Bloque de texto =
== == ==
La elección de 1971 es hija de la fractura originaria de 1958. Si el neobatllismo había sido una escisión urbana e industrial dentro del conjunto del Partido Colorado, los sectores agrupados en torno al Frente Amplio habían sido una escisión en las bases montevideanas de los mismos sectores que habían acompañado al neobatllismo. Forjado, al fin y al cabo, como una escisión continuadora de la política industrialista y terciarizante, se asentaba en bases a partir de las cuales era muy poco probable cualquier alianza históricamente viable con sectores sociales rurales —como no fueran los efectivamente irrelevantes sectores asalariados del medio rural—. La crítica radical a la política de desmantelamiento industrial no ofrecía, alternativamente, más proyecto que la continuidad esencial de las políticas neobatllistas. El reclamo de transformación de las estructuras agrarias no se asentaba en ninguna alianza efectiva con sectores sociales rurales. En rigor, cualquier alternativa de proyecto nacional efectivamente viable implicaba la participación jerárquica de sectores rurales modernizantes; sin embargo, la quiebra de 1958 había enfrentado, de modo definitivo, a unos y otros grupos, y —lo que es más grave— había articulado ese enfrentamiento en términos ideológicos. Las elecciones de 1971 muestran que la inmensa mayoría del país prefiere, en definitiva, el sistema político tradicional. Pero las elecciones no resuelven el problema de la crisis de hegemonía. Por el contrario, la agravan, al impedir la formación de cualquier alianza partidaria que asegurara un gobierno estable. Si las diversas clases y sectores sociales habían mostrado ya su incapacidad hegemónica, ahora se quebrará el ultimo resguardo de estabilidad: el sistema de partidos. El periodo 1972-1973 muestra su quiebre, pero recién en 1974 se hallará una forma de reemplazo.
== == ==
Información proporcionada =
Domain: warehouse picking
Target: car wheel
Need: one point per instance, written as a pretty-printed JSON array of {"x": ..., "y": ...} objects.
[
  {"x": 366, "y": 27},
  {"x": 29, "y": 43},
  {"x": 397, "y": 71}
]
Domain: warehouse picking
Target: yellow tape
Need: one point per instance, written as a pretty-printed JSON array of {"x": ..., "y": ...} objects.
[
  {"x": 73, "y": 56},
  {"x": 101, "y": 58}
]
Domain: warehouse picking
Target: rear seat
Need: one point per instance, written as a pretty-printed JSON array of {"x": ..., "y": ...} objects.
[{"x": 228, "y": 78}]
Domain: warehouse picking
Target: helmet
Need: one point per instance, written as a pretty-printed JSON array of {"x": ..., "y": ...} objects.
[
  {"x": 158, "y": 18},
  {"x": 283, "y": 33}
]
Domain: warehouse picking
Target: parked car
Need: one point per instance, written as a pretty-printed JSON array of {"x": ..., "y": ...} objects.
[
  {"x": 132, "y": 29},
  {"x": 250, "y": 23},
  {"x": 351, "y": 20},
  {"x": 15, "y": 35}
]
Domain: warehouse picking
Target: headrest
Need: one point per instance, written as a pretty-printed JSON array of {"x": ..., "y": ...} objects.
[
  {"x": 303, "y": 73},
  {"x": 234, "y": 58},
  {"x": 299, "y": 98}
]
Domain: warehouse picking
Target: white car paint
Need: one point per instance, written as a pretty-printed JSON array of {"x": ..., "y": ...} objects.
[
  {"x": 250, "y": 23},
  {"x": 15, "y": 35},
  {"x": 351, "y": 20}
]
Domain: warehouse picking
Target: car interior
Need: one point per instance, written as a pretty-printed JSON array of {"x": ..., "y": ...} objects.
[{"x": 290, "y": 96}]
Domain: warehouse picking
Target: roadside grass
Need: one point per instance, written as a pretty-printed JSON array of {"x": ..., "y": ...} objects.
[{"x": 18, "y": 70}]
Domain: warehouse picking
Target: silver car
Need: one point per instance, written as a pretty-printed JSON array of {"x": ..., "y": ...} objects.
== == ==
Objetivo propuesto = Prosigue el texto sobre la elección de 1971 y la crisis de hegemonía a partir de su última oración.

Respuesta al problema =
La mayor originalidad en el proceso de consolidación del Estado uruguayo actual es —en nuestra opinión— la relativa institucionalidad de su proceso y la lentitud de su configuración. Como se ha anotado muchas veces, las formas de Estado institucionalizadas en 1973 no pueden entenderse sin recurrir a los sucesivos reajustes institucionales desde 1966 en adelante —reforma constitucional, medidas de seguridad, etcétera—. Una segunda originalidad es, en nuestra opinión, el hecho claro de que, en los momentos iniciales de su consolidación, el modelo careciera de cualquier interpretación común del proceso económico y —correlativamente— de cualquier política económica precisa.
Cuadro 4. Correlaciones (r) entre características estructurales y comportamiento electoral (19 departamentos, 1962-1971)
Fuente: Filgueira, 1974.
Cuadro 5. Correlaciones (r) para las elecciones de 1971
Fuente: Filgueira, 1974.
A partir de esas consideraciones, es posible fragmentar el periodo 1972-1980 en dos momentos diversos. El primero transcurre desde marzo de 1972 hasta 1974, y se caracteriza por la consolidación progresiva de una forma de Estado autoritaria cuyos determinantes propiamente ideológicos eran dominantes, en mucha mayor medida que los surgidos de una funcionalidad económica específica. El segundo transcurre desde 1974 a la fecha, y se caracteriza por una dependencia de los objetivos propiamente económicos. Es importante anotar que, a diferencia de los procesos seguidos en otros países latinoamericanos —como Argentina o Brasil—, esta segunda fase puede considerarse, en realidad, un injerto en el marco de una forma de Estado en la que están privilegiados los componentes propiamente ideológicos, y, a su vez, ambas deben considerarse injertadas en un Estado de las características analizadas en los capítulos anteriores —obligado a practicar de alguna manera una política de clientelas y de compatibilización de intereses, a partir de su propia función de la sociedad.
La falta de estudios e investigaciones sobre el tema impide validar empíricamente los asertos anteriores. Es posible, sin embargo, avanzar en alguna medida algunas hipótesis orientadoras.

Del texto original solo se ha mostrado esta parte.